INSTRUCTIONS TO FOLLOW -> Gather each line of the material below that contains the word "grass". Letter case matters.

╭─ DATA ENTRIES

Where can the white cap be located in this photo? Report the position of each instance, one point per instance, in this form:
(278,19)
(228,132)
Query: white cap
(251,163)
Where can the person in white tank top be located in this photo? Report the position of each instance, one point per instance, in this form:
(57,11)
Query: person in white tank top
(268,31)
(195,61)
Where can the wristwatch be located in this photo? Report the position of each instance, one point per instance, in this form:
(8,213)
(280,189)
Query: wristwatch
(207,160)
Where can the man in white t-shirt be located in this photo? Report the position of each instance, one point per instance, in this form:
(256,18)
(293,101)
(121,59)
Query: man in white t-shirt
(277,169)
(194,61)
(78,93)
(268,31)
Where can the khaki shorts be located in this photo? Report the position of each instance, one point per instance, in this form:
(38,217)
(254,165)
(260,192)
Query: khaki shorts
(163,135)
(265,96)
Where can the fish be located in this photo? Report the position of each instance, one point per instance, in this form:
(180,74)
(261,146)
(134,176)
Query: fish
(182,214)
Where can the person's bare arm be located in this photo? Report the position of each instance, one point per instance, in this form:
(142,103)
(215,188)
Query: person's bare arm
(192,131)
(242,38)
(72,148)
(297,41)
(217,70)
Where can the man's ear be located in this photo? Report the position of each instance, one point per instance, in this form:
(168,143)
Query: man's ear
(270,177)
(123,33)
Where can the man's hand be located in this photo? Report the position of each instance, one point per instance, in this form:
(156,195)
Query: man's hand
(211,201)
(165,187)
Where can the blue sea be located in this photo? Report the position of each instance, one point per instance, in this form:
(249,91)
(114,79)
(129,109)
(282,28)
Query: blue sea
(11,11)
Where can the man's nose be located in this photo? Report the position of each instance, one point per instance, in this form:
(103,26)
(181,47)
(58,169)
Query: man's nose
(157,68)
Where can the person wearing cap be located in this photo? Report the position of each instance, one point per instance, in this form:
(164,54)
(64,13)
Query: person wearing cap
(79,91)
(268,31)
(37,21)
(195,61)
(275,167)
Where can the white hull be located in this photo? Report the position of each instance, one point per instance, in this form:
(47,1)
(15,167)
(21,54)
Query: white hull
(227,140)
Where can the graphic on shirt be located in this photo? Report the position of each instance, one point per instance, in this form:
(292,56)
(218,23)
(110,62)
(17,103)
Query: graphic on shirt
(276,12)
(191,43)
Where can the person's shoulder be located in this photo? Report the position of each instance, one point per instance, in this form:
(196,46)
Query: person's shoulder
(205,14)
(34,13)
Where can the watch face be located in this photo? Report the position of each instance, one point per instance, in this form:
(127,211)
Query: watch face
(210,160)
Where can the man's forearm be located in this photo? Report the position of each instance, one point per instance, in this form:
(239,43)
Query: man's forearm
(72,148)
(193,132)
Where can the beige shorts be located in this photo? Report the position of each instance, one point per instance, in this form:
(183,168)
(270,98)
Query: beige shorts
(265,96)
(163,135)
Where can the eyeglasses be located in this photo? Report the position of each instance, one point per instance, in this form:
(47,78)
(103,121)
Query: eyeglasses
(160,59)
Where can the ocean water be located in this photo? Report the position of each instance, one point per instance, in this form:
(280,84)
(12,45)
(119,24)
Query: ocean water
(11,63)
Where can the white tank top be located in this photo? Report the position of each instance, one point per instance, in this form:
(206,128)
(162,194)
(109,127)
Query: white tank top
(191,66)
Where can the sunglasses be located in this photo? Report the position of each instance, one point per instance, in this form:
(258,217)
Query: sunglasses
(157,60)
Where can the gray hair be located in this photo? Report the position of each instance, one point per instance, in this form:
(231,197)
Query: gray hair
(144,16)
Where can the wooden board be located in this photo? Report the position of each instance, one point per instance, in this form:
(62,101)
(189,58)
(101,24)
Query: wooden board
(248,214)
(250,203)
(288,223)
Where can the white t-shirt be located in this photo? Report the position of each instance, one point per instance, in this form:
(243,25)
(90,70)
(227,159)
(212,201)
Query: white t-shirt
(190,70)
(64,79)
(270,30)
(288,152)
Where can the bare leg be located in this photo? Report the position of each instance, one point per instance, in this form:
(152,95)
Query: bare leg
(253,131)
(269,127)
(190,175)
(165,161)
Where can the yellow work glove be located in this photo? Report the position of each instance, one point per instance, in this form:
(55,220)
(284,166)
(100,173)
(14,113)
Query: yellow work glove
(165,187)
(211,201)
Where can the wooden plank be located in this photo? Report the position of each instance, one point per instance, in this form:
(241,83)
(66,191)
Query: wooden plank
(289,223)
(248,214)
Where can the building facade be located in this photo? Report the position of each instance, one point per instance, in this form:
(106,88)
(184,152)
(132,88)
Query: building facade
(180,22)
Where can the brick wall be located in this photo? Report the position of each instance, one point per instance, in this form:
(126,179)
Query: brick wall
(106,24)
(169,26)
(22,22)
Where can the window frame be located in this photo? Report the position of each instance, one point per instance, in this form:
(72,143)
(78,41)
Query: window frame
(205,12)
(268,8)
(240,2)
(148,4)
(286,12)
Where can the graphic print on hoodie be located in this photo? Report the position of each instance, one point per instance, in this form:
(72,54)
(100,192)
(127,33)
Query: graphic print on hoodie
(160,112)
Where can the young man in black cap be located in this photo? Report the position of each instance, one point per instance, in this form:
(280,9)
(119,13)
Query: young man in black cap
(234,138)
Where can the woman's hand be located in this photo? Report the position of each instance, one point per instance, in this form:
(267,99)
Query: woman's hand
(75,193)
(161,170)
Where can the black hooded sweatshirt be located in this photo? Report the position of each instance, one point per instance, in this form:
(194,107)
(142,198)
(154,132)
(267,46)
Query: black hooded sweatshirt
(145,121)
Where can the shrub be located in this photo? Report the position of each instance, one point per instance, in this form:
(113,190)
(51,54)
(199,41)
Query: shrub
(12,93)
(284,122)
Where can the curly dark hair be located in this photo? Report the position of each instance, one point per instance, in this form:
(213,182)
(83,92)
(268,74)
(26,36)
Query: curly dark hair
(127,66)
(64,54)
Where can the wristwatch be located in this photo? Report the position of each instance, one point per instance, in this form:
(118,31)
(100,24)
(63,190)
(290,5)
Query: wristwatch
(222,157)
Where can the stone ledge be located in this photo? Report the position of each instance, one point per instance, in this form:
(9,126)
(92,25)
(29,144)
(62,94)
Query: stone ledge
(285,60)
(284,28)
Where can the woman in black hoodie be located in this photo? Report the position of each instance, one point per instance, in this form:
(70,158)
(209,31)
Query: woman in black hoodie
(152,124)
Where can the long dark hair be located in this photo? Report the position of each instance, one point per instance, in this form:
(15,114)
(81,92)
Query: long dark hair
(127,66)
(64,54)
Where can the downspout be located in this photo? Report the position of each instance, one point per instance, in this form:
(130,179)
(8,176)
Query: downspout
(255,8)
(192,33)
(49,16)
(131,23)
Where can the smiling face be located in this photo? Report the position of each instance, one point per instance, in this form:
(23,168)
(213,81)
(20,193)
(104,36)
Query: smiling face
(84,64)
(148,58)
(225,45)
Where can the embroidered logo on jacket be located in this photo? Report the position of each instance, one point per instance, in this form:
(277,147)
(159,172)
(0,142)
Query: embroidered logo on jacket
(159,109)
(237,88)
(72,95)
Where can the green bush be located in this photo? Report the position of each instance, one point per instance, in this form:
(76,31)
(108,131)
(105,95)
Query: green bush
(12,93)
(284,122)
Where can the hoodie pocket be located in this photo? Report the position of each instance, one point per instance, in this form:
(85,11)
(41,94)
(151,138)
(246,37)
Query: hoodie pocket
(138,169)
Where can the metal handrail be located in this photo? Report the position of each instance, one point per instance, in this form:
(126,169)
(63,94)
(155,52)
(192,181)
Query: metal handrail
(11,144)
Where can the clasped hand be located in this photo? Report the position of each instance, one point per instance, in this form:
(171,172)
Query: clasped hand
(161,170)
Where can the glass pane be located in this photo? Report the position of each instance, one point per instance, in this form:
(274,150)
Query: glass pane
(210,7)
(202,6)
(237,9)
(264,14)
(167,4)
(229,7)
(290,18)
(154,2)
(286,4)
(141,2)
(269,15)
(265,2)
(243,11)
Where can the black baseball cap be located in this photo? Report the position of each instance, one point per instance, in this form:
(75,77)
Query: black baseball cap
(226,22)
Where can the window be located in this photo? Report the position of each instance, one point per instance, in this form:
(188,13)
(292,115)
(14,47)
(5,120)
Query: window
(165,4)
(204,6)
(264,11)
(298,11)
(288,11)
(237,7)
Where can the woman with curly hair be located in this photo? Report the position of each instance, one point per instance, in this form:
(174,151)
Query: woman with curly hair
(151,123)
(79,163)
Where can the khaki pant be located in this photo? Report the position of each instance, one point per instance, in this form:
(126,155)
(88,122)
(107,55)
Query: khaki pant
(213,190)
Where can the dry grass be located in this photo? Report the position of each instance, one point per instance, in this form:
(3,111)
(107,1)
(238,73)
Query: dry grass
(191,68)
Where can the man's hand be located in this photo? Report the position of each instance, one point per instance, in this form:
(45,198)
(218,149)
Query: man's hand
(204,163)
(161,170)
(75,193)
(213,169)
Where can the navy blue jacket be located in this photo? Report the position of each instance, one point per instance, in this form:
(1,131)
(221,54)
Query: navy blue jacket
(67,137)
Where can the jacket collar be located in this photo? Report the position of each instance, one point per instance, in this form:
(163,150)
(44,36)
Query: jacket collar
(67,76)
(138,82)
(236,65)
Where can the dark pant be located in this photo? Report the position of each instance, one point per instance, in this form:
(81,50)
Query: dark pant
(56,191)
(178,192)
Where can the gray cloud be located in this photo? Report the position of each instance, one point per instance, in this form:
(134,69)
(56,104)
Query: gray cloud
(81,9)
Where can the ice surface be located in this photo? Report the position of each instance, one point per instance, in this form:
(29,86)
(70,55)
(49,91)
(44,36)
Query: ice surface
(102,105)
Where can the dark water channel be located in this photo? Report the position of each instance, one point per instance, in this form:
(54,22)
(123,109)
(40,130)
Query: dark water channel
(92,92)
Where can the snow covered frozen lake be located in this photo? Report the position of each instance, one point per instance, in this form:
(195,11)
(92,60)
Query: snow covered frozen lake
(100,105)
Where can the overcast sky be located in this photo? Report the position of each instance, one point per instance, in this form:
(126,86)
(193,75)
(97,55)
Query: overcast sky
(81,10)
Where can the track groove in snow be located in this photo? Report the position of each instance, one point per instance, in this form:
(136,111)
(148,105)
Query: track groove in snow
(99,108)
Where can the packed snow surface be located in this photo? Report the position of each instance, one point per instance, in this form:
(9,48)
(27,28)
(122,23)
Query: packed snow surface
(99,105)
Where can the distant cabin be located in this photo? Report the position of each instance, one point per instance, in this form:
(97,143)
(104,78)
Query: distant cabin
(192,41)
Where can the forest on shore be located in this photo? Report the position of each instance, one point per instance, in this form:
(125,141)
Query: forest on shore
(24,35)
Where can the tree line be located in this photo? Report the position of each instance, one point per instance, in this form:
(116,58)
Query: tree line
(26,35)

╰─
╭─ DATA ENTRIES

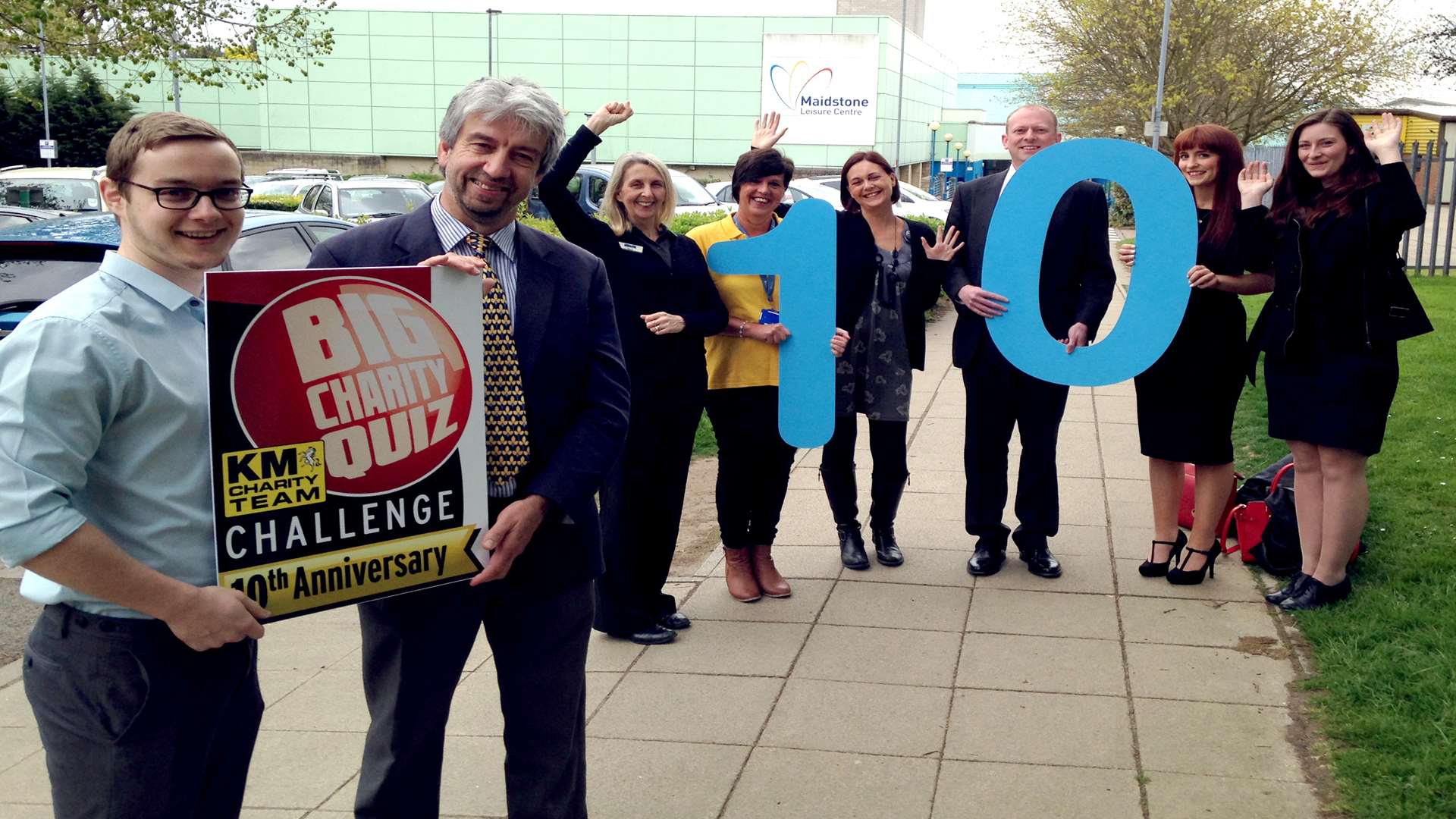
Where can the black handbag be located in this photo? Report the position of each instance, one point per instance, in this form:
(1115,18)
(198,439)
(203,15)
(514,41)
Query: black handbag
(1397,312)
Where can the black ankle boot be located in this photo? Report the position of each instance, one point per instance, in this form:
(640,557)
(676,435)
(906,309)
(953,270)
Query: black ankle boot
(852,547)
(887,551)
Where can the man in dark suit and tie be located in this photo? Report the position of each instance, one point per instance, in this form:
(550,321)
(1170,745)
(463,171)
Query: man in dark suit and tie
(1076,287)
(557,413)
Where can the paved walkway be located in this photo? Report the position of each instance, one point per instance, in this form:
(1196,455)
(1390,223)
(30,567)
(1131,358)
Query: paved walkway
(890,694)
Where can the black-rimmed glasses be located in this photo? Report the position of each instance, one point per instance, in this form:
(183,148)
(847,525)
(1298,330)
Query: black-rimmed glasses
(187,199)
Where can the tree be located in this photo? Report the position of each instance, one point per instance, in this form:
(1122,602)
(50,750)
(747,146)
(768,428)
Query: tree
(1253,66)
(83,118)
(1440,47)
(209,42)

╰─

FULL SOLUTION ->
Where can the dry grass be located in this photo? Report the position of each instance, one point per instance, in this form:
Query: dry grass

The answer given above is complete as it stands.